• _Your task_
Restate verbatim the span of lines below between the line with "200L401 202L404 198L397" and the line with "positive clicks: (507, 148)", including those two lines, and only that span.

[Saved entries]
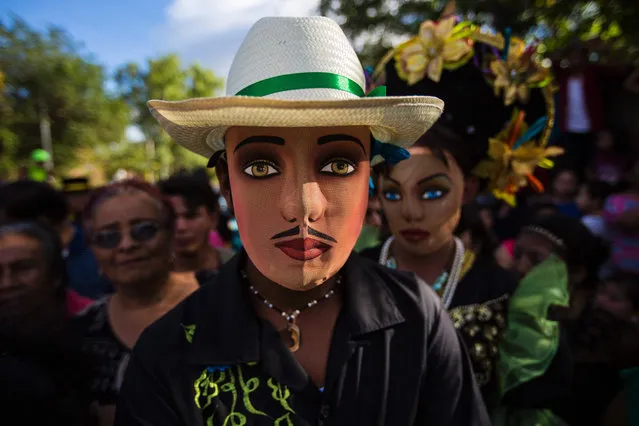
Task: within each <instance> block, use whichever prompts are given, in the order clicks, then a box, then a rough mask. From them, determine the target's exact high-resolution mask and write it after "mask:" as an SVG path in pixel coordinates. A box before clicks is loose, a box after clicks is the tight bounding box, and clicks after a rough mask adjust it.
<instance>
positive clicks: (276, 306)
mask: <svg viewBox="0 0 639 426" xmlns="http://www.w3.org/2000/svg"><path fill="white" fill-rule="evenodd" d="M241 275H242V279H244V281H246V282H248V279H247V277H246V273H245V272H244V271H241ZM341 283H342V277H341V276H338V277H337V281H336V283H335V286H336V287H337V286H339V285H340V284H341ZM249 290H251V293H253V294H254V295H255V296H256V297H257V298H258V299H259V300H261V301H262V303H264V304H265V305H266V306H267V307H268V308H269V309H272V310H274V311H275V312H277V313H279V314H280V315H281V316H282V317H283V318H284V319H285V320H286V330H281V331H280V334H288V335H287V336H286V337H288V340H289V345H288V348H289V350H290V351H291V352H297V351H298V350H299V349H300V344H301V333H300V328H299V327H298V326H297V324H296V320H297V317H298V315H299V314H301V313H302V312H304V311H306V310H308V309H310V308H312V307H313V306H315V305H317V304H318V303H320V302H322V301H324V300H328V299H330V298H331V297H332V296H333V295H334V294H335V290H333V289H330V290H329V291H328V292H327V293H326V294H325V295H324V296H322V297H318V298H317V299H314V300H311V301H309V302H308V303H306V306H303V307H301V308H300V309H294V310H291V311H285V310H282V309H280V308H278V307H277V306H275V305H273V303H271V302H269V301H268V299H266V297H264V296H263V295H262V294H261V293H260V292H259V291H258V290H257V289H256V288H255V287H253V286H252V285H251V284H250V283H249ZM282 332H284V333H282Z"/></svg>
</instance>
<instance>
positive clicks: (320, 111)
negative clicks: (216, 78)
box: [148, 96, 444, 162]
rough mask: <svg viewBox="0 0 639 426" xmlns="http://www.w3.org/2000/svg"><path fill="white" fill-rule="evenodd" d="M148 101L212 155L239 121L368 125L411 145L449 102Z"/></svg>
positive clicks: (406, 145)
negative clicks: (229, 128)
mask: <svg viewBox="0 0 639 426" xmlns="http://www.w3.org/2000/svg"><path fill="white" fill-rule="evenodd" d="M148 106H149V108H150V110H151V113H152V114H153V116H154V117H155V118H156V119H157V120H158V122H159V123H160V125H161V126H162V127H163V128H164V130H165V131H166V132H167V133H168V134H169V136H171V137H172V138H173V139H174V140H175V142H177V143H178V144H180V145H182V146H183V147H185V148H186V149H188V150H190V151H193V152H195V153H196V154H200V155H203V156H204V157H207V158H208V157H210V156H212V155H213V153H215V152H217V151H219V150H222V149H224V134H225V133H226V131H227V130H228V128H229V127H235V126H244V127H336V126H368V127H370V128H371V132H372V134H373V136H374V137H375V138H376V139H377V140H379V141H381V142H386V143H391V144H393V145H398V146H401V147H404V148H406V147H409V146H411V145H413V144H414V143H415V141H417V139H419V137H420V136H422V135H423V134H424V133H425V132H426V131H427V130H428V129H429V128H430V127H431V126H432V125H433V124H434V123H435V121H437V119H438V118H439V116H440V115H441V113H442V111H443V108H444V102H443V101H442V100H440V99H438V98H434V97H429V96H407V97H371V98H359V99H348V100H328V101H309V100H305V101H298V100H282V99H273V98H258V97H248V96H230V97H221V98H197V99H189V100H185V101H173V102H172V101H160V100H151V101H149V102H148ZM375 162H378V161H375Z"/></svg>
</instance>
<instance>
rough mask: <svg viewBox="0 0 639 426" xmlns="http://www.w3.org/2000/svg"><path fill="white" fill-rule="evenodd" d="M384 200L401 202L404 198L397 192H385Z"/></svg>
mask: <svg viewBox="0 0 639 426" xmlns="http://www.w3.org/2000/svg"><path fill="white" fill-rule="evenodd" d="M384 198H385V199H386V200H388V201H399V200H401V199H402V196H401V195H400V194H399V192H396V191H384Z"/></svg>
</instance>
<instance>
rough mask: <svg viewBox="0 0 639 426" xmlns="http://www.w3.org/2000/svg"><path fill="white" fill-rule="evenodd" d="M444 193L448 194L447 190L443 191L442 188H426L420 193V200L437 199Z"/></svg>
mask: <svg viewBox="0 0 639 426" xmlns="http://www.w3.org/2000/svg"><path fill="white" fill-rule="evenodd" d="M446 194H448V191H445V190H443V189H427V190H426V191H424V193H423V194H422V200H427V201H430V200H438V199H440V198H442V197H443V196H444V195H446Z"/></svg>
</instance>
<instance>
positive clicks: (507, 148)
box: [473, 112, 563, 205]
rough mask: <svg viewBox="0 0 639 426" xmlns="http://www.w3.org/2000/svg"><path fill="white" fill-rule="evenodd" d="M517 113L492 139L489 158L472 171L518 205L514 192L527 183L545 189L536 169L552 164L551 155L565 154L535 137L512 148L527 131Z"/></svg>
mask: <svg viewBox="0 0 639 426" xmlns="http://www.w3.org/2000/svg"><path fill="white" fill-rule="evenodd" d="M515 115H516V116H515V117H514V118H513V120H512V121H511V123H510V124H509V125H508V127H507V128H506V129H505V130H504V131H502V132H501V133H499V134H498V135H497V136H496V137H494V138H490V139H489V146H488V159H485V160H482V161H481V162H480V163H479V164H478V165H477V167H475V169H474V170H473V172H474V174H475V175H477V176H478V177H480V178H484V179H488V180H489V182H490V189H491V191H492V192H493V195H495V197H497V198H499V199H502V200H504V201H505V202H507V203H508V204H510V205H514V204H515V194H516V193H517V192H518V191H519V190H520V189H521V188H523V187H525V186H528V185H531V186H532V187H533V188H534V189H535V190H536V191H539V192H541V191H543V186H542V185H541V183H540V182H539V181H538V180H537V179H536V178H535V177H534V175H533V173H534V171H535V168H536V167H538V166H540V167H544V168H550V167H552V166H553V163H552V161H551V160H550V159H549V157H556V156H558V155H561V154H562V153H563V149H561V148H558V147H545V146H540V145H537V144H536V143H535V142H534V141H532V140H531V141H527V142H524V143H523V144H521V145H519V146H518V147H515V148H513V143H514V141H515V140H516V139H517V138H519V137H520V136H521V135H523V134H524V133H525V132H526V130H527V127H526V125H525V124H524V123H523V114H519V113H518V112H516V114H515Z"/></svg>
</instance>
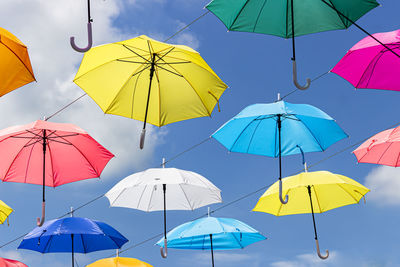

• _Response to the task_
rough mask: <svg viewBox="0 0 639 426" xmlns="http://www.w3.org/2000/svg"><path fill="white" fill-rule="evenodd" d="M384 200L401 202L404 198L397 192H385Z"/></svg>
mask: <svg viewBox="0 0 639 426" xmlns="http://www.w3.org/2000/svg"><path fill="white" fill-rule="evenodd" d="M384 198H385V199H386V200H388V201H399V200H401V199H402V196H401V195H400V194H399V192H396V191H384Z"/></svg>
</instance>
<instance>
rough mask: <svg viewBox="0 0 639 426" xmlns="http://www.w3.org/2000/svg"><path fill="white" fill-rule="evenodd" d="M444 193L448 194L447 190L443 191L442 188H426L420 193V200L437 199Z"/></svg>
mask: <svg viewBox="0 0 639 426" xmlns="http://www.w3.org/2000/svg"><path fill="white" fill-rule="evenodd" d="M446 194H448V191H445V190H443V189H427V190H426V191H424V193H423V194H422V200H427V201H430V200H438V199H440V198H442V197H443V196H444V195H446Z"/></svg>
</instance>
<instance>
positive clicks: (507, 148)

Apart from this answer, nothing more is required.